Exercise task. Would you write out the listing verbatim and skip every picture in it?

Coordinate annotation entries
________

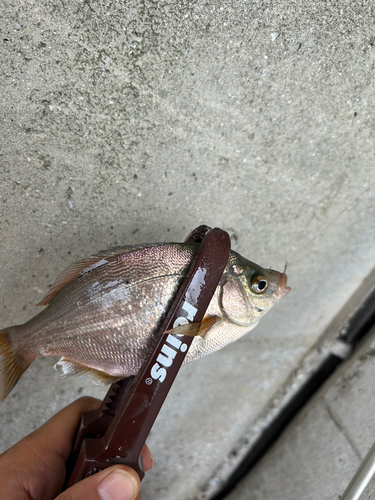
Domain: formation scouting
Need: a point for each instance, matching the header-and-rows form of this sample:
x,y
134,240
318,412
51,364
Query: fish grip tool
x,y
117,431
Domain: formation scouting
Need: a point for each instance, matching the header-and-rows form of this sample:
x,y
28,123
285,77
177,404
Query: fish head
x,y
248,291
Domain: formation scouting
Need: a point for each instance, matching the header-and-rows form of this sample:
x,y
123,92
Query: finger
x,y
58,433
115,483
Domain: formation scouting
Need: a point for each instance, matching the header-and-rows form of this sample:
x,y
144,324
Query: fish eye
x,y
259,284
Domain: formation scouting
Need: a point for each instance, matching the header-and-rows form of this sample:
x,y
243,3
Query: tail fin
x,y
12,365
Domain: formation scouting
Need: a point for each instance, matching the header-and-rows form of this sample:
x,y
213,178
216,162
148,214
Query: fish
x,y
103,312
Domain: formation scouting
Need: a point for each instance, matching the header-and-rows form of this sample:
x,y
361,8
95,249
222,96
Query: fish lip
x,y
282,288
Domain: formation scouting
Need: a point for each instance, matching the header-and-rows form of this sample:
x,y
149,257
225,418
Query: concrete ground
x,y
319,454
134,122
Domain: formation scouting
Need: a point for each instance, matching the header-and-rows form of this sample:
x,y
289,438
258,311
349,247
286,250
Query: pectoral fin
x,y
195,329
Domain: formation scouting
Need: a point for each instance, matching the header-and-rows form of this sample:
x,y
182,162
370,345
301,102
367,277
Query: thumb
x,y
115,483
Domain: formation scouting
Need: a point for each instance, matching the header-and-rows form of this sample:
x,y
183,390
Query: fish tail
x,y
12,365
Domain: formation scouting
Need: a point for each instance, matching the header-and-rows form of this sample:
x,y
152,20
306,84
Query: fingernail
x,y
118,485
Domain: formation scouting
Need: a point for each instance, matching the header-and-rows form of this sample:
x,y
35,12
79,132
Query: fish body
x,y
104,312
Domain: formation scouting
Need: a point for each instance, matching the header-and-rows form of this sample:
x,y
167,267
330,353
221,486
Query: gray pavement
x,y
135,122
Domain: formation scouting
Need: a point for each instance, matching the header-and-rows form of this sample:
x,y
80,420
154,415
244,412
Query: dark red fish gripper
x,y
117,431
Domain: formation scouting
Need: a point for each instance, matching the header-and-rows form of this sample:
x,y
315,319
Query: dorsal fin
x,y
85,265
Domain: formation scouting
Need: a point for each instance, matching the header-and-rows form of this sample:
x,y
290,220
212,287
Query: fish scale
x,y
103,311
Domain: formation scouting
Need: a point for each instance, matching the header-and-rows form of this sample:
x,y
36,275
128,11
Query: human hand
x,y
34,468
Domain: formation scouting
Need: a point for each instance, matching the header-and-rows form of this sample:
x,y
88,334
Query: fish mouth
x,y
282,288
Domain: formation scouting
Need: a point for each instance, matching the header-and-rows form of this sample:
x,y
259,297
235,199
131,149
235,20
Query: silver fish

________

Solution to this task.
Domain: formation scouting
Need: a point for each instance, matching the header-and-rows form of this sample:
x,y
134,240
318,412
51,364
Query: fish grip tool
x,y
117,431
Domain: formation scouting
Need: a point for each instance, matching the header-and-rows form of this sample:
x,y
28,123
285,77
177,404
Query: fish head
x,y
248,291
Domain: formation scouting
Need: a point for each instance, matching the header-and-rows form of this sample:
x,y
123,92
Query: finger
x,y
58,433
115,483
Domain: formation scouting
Need: a point for each instance, matching the header-and-rows form of this sample:
x,y
144,324
Query: fish eye
x,y
259,284
Domain: formation scouting
Need: a point for each instance, matching the header-and-rows form of this sample:
x,y
243,3
Query: tail fin
x,y
12,365
Domain: formation scouting
Need: a point for each instance, matching the header-and-rows form of this sample:
x,y
213,178
216,162
148,214
Query: fish
x,y
103,312
Domain: formation scouting
Need: a point for each instance, matching the header-and-rows form of this sample:
x,y
361,8
95,249
222,96
Query: fish lip
x,y
282,288
Domain: formation scouting
Need: a point for each instance, matching the header-and-rows form of this sample:
x,y
149,257
225,418
Query: concrete ground
x,y
319,454
134,122
Domain: formation scouting
Need: a point for each instance, matching the header-and-rows form of this sample:
x,y
289,438
258,311
349,247
286,250
Query: pectoral fin
x,y
195,329
Domain: formation scouting
Need: a point for each instance, matching the header-and-rows form of this sample:
x,y
182,162
370,345
301,102
367,277
Query: thumb
x,y
115,483
Domain: formation scouting
Need: a point for each instance, matching the header-and-rows form of this sample:
x,y
183,390
Query: fish tail
x,y
12,365
Domain: formation scouting
Need: a point for each instance, matching the header-and-rows form of this sample:
x,y
152,20
306,84
Query: fingernail
x,y
118,485
Domain: formation scouting
Need: a point for each instance, matching the header-and-rows form of this sample:
x,y
35,12
79,132
Query: fish body
x,y
104,312
Domain: formation scouting
Need: a point for each instance, matching the header-and-rows form of this sample:
x,y
167,267
330,353
221,486
Query: gray pavement
x,y
135,122
Domain: formation scouting
Need: a point for each instance, matching the header-and-rows form of this sample:
x,y
80,420
154,415
244,412
Query: dark red fish gripper
x,y
117,431
Domain: formation scouting
Need: a point for each instance, matching the header-and-rows form of this sample:
x,y
315,319
Query: dorsal fin
x,y
85,265
Domain: formation scouting
Need: a point for each instance, matching the header-and-rows form of this sample:
x,y
290,220
212,287
Query: fish scale
x,y
103,311
Domain: formation scouting
Need: a point for each instance, matching the header-and-rows form of this sample:
x,y
36,275
128,11
Query: human hand
x,y
34,468
Domain: formation scouting
Need: a point for each instance, matching the header-and-rows form of this sample:
x,y
88,334
Query: fish mouth
x,y
282,288
Domain: formation scouting
Need: a point for each instance, matching the header-and-rows form of this sample:
x,y
259,297
235,199
131,149
235,20
Query: silver fish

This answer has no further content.